STATED EXERCISE: Pull out every line of the listing below that contains the string "monitor". Copy each such line in full.

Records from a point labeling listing

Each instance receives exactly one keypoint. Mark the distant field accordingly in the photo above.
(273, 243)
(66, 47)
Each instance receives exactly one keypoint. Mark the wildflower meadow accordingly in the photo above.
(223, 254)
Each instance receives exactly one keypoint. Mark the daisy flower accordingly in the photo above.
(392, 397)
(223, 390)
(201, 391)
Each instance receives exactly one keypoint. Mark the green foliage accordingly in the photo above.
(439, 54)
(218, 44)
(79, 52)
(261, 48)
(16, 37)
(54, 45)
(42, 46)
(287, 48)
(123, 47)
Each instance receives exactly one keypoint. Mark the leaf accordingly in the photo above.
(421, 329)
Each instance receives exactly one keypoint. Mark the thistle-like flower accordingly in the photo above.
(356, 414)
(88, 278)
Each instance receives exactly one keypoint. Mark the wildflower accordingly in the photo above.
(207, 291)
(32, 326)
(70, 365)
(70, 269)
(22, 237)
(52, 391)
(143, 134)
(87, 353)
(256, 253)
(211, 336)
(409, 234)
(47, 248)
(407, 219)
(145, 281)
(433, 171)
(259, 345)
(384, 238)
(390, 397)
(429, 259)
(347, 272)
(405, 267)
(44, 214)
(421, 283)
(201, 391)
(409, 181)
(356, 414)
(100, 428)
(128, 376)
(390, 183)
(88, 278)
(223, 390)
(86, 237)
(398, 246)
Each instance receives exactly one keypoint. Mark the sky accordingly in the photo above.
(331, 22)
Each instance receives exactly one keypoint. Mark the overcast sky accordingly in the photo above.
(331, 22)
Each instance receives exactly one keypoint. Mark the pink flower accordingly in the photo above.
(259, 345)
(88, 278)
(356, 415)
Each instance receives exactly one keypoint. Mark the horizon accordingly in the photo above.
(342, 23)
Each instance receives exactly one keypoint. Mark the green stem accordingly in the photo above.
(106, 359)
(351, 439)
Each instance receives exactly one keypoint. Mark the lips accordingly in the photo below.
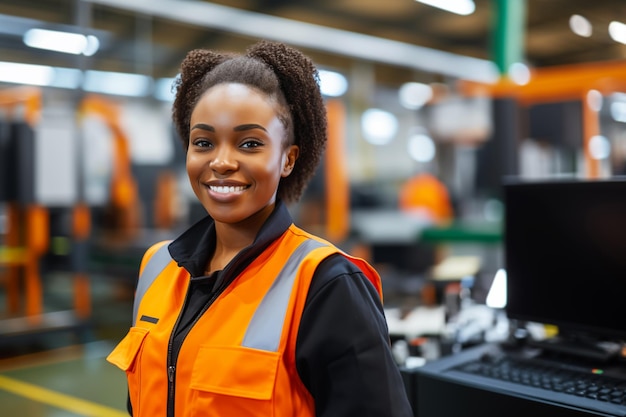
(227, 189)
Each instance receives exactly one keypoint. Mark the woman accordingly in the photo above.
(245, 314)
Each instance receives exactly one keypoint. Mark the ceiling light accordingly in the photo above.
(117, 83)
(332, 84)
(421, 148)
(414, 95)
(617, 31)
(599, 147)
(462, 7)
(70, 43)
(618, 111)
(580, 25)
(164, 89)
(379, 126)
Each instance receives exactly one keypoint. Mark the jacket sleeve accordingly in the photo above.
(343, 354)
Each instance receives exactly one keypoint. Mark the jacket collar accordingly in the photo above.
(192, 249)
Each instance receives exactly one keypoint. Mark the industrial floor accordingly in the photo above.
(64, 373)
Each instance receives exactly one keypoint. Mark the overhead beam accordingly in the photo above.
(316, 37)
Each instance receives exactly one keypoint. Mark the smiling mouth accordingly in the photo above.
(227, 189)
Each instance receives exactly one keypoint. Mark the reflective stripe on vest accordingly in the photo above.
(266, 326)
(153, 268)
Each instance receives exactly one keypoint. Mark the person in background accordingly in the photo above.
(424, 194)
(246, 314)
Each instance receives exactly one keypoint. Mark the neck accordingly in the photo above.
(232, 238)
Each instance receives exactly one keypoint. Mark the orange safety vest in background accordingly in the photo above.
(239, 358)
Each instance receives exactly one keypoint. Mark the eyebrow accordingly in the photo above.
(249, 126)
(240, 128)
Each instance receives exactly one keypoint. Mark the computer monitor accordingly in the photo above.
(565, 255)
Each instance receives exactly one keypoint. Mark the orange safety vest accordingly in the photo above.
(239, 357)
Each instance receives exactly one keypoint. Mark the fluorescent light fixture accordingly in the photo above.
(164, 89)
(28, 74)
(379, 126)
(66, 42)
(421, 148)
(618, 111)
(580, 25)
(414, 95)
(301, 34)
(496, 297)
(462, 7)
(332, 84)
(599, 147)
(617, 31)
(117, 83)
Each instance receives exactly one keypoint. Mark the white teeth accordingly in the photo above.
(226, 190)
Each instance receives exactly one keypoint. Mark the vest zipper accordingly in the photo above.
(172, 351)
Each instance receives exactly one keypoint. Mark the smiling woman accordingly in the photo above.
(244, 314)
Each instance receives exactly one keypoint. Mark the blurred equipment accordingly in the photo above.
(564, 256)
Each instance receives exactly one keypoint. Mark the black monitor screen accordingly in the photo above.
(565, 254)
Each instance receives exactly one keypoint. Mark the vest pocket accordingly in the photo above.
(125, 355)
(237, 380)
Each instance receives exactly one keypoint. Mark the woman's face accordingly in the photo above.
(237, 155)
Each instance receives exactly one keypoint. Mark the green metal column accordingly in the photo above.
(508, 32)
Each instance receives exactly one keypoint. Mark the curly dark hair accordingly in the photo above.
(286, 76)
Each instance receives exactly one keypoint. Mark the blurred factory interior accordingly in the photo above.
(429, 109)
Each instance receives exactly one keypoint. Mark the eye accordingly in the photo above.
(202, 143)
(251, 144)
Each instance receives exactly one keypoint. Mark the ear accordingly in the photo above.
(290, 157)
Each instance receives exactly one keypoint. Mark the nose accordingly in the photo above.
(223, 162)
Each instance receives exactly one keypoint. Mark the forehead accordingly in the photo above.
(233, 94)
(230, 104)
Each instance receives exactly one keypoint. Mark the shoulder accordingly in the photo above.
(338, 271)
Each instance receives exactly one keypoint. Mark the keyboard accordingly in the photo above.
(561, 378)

==

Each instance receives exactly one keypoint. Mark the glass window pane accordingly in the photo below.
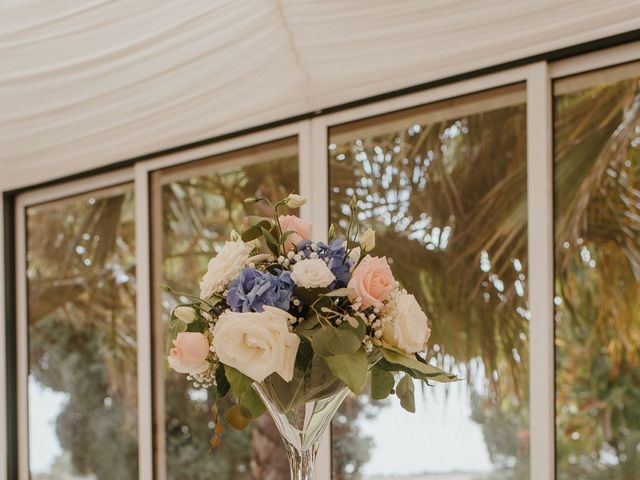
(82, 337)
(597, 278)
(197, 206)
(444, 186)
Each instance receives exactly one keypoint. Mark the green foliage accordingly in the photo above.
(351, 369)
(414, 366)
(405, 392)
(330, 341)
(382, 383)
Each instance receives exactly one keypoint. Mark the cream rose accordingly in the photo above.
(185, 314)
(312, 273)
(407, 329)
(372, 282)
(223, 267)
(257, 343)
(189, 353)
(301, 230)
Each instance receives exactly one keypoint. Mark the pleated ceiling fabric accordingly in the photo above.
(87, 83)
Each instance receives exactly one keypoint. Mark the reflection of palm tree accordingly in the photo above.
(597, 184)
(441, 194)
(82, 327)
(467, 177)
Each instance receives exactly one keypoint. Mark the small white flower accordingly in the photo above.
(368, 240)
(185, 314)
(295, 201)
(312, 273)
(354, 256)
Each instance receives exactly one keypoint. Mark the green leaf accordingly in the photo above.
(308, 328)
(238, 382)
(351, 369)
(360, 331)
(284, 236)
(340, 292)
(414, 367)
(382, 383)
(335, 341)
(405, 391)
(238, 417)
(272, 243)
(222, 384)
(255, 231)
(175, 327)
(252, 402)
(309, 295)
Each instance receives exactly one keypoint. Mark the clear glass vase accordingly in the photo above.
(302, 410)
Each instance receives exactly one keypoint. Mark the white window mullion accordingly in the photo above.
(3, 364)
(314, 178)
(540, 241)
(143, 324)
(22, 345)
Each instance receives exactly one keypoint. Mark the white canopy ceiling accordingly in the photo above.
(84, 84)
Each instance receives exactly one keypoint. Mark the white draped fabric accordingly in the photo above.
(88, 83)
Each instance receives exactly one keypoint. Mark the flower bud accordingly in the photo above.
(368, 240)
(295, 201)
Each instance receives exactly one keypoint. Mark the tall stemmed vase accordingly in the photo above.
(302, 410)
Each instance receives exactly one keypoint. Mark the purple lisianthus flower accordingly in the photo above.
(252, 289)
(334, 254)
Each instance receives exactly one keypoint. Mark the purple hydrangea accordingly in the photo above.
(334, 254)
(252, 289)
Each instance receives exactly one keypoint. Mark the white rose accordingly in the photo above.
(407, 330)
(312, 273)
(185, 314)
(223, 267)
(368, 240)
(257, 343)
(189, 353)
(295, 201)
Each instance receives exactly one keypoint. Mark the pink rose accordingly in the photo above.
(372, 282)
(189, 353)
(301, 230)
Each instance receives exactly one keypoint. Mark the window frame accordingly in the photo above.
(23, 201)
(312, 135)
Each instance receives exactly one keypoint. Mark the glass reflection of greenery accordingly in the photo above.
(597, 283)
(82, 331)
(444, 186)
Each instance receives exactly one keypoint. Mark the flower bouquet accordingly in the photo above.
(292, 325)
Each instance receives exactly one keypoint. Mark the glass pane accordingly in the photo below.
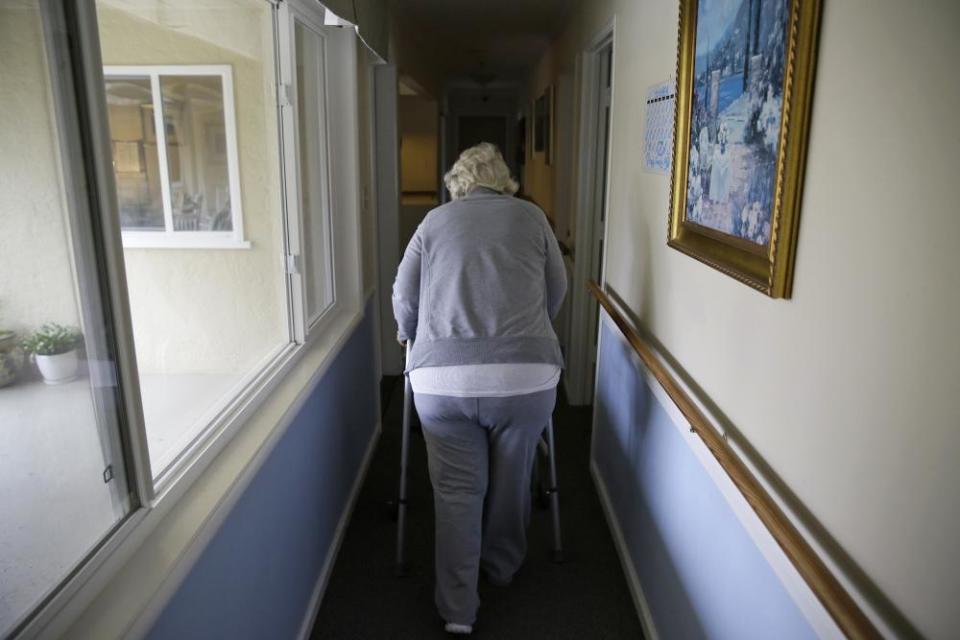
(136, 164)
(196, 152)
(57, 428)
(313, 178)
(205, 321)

---

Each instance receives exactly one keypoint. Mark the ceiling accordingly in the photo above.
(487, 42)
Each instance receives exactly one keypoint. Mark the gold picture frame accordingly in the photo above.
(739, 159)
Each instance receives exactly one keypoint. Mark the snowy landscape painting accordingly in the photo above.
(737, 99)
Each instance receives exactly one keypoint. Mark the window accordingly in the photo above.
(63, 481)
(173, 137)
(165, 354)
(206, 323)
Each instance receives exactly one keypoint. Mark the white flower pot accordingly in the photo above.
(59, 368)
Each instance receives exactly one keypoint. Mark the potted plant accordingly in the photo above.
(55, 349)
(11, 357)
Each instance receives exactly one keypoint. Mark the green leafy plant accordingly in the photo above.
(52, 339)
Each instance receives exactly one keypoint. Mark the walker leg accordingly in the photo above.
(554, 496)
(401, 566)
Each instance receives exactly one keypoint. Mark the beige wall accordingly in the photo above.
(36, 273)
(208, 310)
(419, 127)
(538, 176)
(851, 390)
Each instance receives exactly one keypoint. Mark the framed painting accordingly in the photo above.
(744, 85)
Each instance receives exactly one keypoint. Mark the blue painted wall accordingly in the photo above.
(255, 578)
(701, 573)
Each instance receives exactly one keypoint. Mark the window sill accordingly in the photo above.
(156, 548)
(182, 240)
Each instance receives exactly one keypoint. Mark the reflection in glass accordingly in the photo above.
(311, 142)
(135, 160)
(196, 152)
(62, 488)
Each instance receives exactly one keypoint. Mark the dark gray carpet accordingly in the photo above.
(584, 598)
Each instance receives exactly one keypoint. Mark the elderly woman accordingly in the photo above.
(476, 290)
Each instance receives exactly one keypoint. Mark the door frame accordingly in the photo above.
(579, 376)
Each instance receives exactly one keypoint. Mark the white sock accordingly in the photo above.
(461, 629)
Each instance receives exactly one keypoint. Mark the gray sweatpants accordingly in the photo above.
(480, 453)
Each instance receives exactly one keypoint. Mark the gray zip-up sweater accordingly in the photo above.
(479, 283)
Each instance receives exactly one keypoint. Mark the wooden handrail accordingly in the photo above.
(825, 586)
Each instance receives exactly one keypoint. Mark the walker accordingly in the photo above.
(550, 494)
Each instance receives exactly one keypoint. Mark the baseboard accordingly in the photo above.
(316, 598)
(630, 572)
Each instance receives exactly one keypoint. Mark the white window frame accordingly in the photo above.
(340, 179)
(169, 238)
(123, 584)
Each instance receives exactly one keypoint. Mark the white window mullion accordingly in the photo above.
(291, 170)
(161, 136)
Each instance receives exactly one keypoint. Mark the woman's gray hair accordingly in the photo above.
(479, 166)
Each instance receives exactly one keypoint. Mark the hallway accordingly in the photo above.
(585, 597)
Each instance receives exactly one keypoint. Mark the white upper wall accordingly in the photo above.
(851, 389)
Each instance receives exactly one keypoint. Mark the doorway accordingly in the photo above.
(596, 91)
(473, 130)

EXPECTED ANSWER:
Each instance receives exactly one keypoint. Mark the computer monitor accordingly in the photo above.
Each instance receives exactly one keypoint. Mark the black monitor screen accordingly in the photo above.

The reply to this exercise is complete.